Work request
Both the line containing "Detect: moss-covered boulder" and the last line of the listing are included: write out exactly the lines from one to the other.

++++++++++

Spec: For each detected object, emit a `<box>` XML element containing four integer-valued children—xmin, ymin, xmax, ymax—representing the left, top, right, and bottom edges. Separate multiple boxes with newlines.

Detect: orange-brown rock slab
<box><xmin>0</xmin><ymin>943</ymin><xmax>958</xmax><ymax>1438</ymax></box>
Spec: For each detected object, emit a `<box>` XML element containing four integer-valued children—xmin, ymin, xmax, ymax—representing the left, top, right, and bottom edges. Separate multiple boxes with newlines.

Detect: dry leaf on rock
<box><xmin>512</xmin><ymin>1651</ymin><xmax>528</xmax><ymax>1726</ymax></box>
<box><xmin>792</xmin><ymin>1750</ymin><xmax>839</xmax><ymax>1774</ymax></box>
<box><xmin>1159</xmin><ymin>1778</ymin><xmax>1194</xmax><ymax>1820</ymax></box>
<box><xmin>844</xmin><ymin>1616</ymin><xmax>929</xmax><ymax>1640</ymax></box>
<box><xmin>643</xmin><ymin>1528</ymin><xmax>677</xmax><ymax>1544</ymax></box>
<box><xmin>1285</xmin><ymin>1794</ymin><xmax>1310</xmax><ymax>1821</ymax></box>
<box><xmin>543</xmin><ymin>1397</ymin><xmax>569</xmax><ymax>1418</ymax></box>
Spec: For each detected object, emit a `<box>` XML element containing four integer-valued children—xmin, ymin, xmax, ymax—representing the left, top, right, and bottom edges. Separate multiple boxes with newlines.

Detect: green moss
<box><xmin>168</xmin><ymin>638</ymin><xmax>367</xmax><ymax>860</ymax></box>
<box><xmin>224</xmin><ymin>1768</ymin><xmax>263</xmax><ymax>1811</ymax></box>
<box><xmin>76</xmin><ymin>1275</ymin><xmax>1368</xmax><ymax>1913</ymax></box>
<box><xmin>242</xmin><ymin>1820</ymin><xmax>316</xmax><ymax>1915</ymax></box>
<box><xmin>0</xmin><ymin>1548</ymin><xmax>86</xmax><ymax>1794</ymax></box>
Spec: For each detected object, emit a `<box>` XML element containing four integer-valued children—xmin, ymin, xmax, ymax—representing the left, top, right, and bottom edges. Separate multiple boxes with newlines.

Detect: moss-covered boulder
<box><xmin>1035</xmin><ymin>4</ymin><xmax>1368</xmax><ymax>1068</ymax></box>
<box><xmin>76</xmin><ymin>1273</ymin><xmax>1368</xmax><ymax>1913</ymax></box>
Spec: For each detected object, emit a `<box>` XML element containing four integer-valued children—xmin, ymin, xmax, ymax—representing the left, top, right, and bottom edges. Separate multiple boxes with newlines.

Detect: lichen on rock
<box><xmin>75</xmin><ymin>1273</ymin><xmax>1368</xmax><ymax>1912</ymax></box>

++++++++++

Problem solution
Detect: moss-covered boulder
<box><xmin>1035</xmin><ymin>4</ymin><xmax>1368</xmax><ymax>1068</ymax></box>
<box><xmin>76</xmin><ymin>1273</ymin><xmax>1368</xmax><ymax>1913</ymax></box>
Spec: For each detected object, emit a `<box>` XML element containing four integer-valued children—xmin, ymin, xmax, ymax—representing the left, top, right, and bottom edges. Separate multiple boxes with newlines.

Detect: lichen on rock
<box><xmin>75</xmin><ymin>1273</ymin><xmax>1368</xmax><ymax>1912</ymax></box>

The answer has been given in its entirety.